→ WORK TO BE COMPLETED:
How many lines in the rows below contain the string "dark", with case counting? Count them and reply with the number alone.

Start of INPUT RECORDS

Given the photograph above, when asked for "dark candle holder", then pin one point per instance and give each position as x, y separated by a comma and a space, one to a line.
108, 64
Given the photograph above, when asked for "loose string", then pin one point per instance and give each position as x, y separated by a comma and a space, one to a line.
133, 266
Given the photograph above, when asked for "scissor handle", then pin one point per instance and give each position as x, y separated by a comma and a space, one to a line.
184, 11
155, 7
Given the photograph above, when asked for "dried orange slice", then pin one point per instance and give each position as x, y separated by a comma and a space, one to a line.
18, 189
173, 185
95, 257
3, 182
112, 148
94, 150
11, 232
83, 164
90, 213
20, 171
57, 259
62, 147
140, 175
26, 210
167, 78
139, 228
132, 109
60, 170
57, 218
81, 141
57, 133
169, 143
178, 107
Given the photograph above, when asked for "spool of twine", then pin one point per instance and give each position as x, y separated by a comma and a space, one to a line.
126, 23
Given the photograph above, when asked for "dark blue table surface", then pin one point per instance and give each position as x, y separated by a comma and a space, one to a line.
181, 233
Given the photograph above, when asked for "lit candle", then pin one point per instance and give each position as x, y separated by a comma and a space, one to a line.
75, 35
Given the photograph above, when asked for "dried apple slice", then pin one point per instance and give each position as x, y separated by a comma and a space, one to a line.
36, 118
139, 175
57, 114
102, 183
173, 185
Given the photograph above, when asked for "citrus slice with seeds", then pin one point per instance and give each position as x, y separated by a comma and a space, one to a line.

End of INPUT RECORDS
Start of INPUT RECORDS

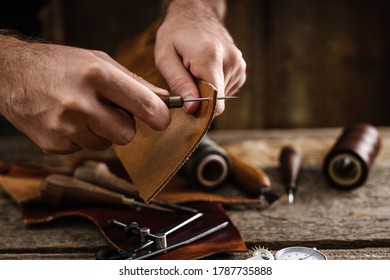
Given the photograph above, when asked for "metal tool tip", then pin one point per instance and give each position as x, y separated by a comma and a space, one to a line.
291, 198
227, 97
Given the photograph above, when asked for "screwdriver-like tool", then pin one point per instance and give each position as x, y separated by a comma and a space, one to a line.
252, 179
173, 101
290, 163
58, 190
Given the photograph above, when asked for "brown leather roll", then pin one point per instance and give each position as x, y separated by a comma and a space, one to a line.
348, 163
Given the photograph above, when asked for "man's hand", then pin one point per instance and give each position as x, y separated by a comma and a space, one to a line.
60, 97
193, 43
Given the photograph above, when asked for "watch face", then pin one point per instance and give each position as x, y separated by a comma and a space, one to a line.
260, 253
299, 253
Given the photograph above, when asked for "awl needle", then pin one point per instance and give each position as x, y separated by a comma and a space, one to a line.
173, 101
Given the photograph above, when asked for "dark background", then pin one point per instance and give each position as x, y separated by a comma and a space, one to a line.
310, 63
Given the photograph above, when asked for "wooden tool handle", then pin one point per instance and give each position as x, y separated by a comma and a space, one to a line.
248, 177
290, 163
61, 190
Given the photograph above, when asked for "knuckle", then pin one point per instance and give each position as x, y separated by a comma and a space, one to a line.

End of INPUT RECORDS

→ EXPECTED ANSWER:
3